_Extract to read_
BEGIN

AWS Route 53 Load Balancing with Terraform

By Shing Lyu January 29, 2019

Disclaimer: This content reflects my personal opinions, not those of any organizations I am or have been affiliated with. Code samples are provided for illustration purposes only, use with caution and test thoroughly before deployment.

Terraform has some great documentation on Route 53, but it’s a little bit hard to understand how all the resources works together. So to demonstrate, we are going to build an REST API that is deployed to multiple AWS regions, which has one public-facing URL, which is load balanced through Route 53. There are some additional requirements:

API is done using API Gateway + Lambda
The same API is deployed to multiple AWS regions. To demonstrate this we’ll deploy to EU Frankfurt (eu-central-1) and N.Virginia, US (us-east-1).
The API in each region will get a public facing URL for easy debugging. So there will be https://api-eu.example.com and https://api-us.example.com pointing to the API gateway in each region.
There will be a global URL, https://api.example.com which points to the underlying https://api-eu.example.com and https://api-us.example.com endpoints.
The global URL will do a 50%-50% active-active load balancing to each region. In other words 50% of the traffic will go to each region.
The health of the regional APIs are monitored, if one of it goes down, all the traffic will be routed to the other alive one.
Everything is deployed with Terraform

Prerequisites

There are some AWS resources that needs to be created beforehand, but they are out of the scope of this post so we’ll leave it out for now. You can consult the Terraform or AWS documentation to create them.

END

_Data lines_

BEGIN

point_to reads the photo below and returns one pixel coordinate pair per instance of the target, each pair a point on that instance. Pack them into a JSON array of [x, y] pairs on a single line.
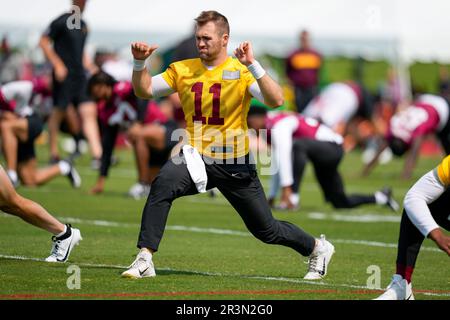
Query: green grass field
[[206, 252]]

END

_Direction_
Pick up the Route 53 load balancing article after its last sentence and keep writing it. You can set the listing aside; it isn't used.

_Exercise response_
Buy a domain name and create a Route 53 hosted zone. For example purpose we assume that we are using example.com.
Setup AWS Certificate Manager for your domain.

Write down their ARNs (Amazon Resource Names) and keep them handy, because we’re going to need them very soon.

Architecture

Here is a high-level architecture diagram for the example we are going to set up. Don’t get intimidated by the complexity, we’ll walk through the components one-by-one.

High-Level Architecture

Creating the API gateway with a hello world lambda

In this part we are going to create a REST API with API gateway and a simple lambda. This part is inspired by this guide. If you are already familiar with how to do this, you can skip to the next section.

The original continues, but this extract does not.